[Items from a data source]
# # #

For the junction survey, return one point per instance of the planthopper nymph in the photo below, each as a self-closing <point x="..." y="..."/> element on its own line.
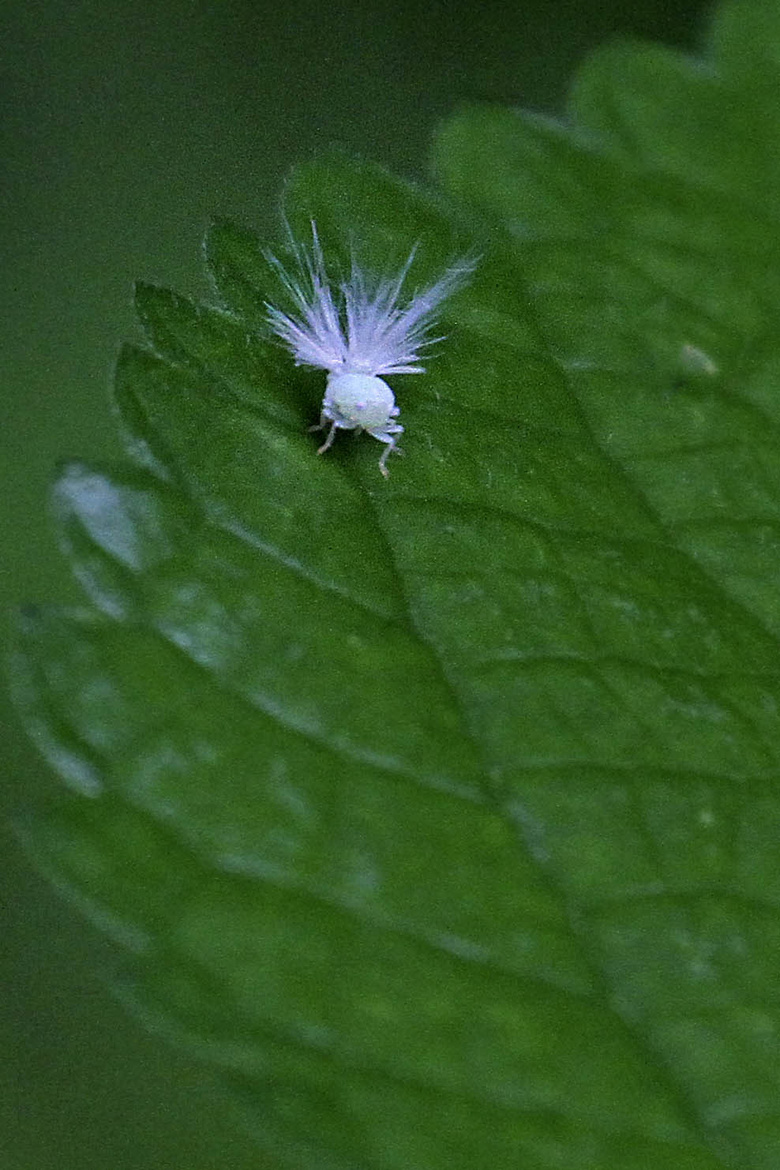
<point x="359" y="331"/>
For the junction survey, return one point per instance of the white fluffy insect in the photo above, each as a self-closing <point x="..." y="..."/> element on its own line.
<point x="360" y="332"/>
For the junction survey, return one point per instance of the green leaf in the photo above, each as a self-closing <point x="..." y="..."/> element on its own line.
<point x="442" y="813"/>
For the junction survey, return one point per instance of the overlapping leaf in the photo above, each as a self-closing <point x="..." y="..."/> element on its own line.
<point x="442" y="813"/>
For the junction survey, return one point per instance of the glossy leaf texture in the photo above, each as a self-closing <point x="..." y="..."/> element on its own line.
<point x="442" y="813"/>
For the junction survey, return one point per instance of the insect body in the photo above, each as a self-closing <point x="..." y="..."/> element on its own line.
<point x="360" y="332"/>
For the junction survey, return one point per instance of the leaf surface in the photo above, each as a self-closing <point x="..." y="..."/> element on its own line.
<point x="442" y="813"/>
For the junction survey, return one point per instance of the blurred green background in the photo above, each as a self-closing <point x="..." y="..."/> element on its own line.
<point x="124" y="126"/>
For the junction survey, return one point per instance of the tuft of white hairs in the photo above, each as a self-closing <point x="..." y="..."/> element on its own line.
<point x="359" y="331"/>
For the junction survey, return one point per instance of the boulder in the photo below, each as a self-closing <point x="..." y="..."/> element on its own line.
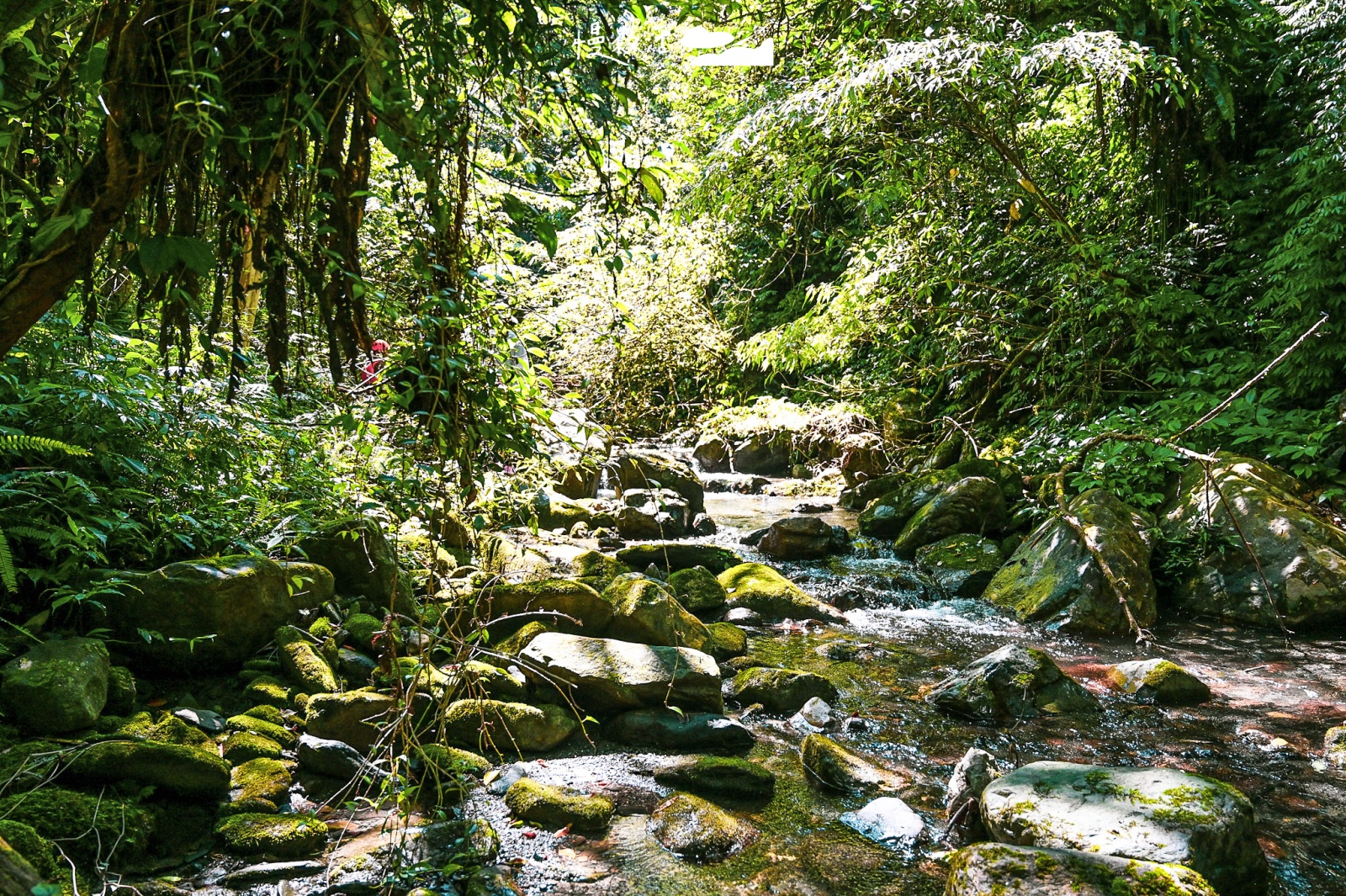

# # #

- _EXERCISE DETAILS_: Leaving out the pictures, repeat the data above exactly.

- _RESPONSE_:
For the junction survey, return one point per instance of the planthopper nymph in the photo below, each as a self-closing <point x="..." y="..."/> element on its own line.
<point x="359" y="331"/>
For the junction survey, return one point per instance of the white fluffy insect in the photo above, each as a self-closing <point x="..." y="..."/> element on its own line.
<point x="360" y="332"/>
For the junction survey, return one point per instance of the green leaf in the photo above, each as a self-closing <point x="..." y="..."/> element on its own line.
<point x="442" y="813"/>
For the junction survey, return one point per instance of the overlapping leaf in the photo above, each as a self-closing <point x="..." y="..."/> element on its own line.
<point x="442" y="813"/>
For the junction survey, return one point per instance of the glossy leaf texture in the photo above, each as a self-closing <point x="..." y="..."/> element on its own line.
<point x="442" y="813"/>
For the junction survey, return one point per instance of the insect body in the photo above, each as a self-closing <point x="..." y="..."/> element on its own line.
<point x="360" y="332"/>
For the junction survey, return one point per instance of the leaf surface in the photo above, each as a self-closing <point x="..." y="..."/> element on its own line.
<point x="442" y="813"/>
For the junction survey, return one point per instance of the blurred green background in the photo above, each as a self-closing <point x="..." y="..."/> element on its own line.
<point x="124" y="126"/>
For the junction survey, return one point per instance of the tuft of white hairs in the photo above, each as a self-closing <point x="..." y="..."/> element on its own line.
<point x="359" y="331"/>
For the junction survey, return one point per instance of the boulder in the photo below, each as a self-closing <point x="..." y="..."/> element on its own line.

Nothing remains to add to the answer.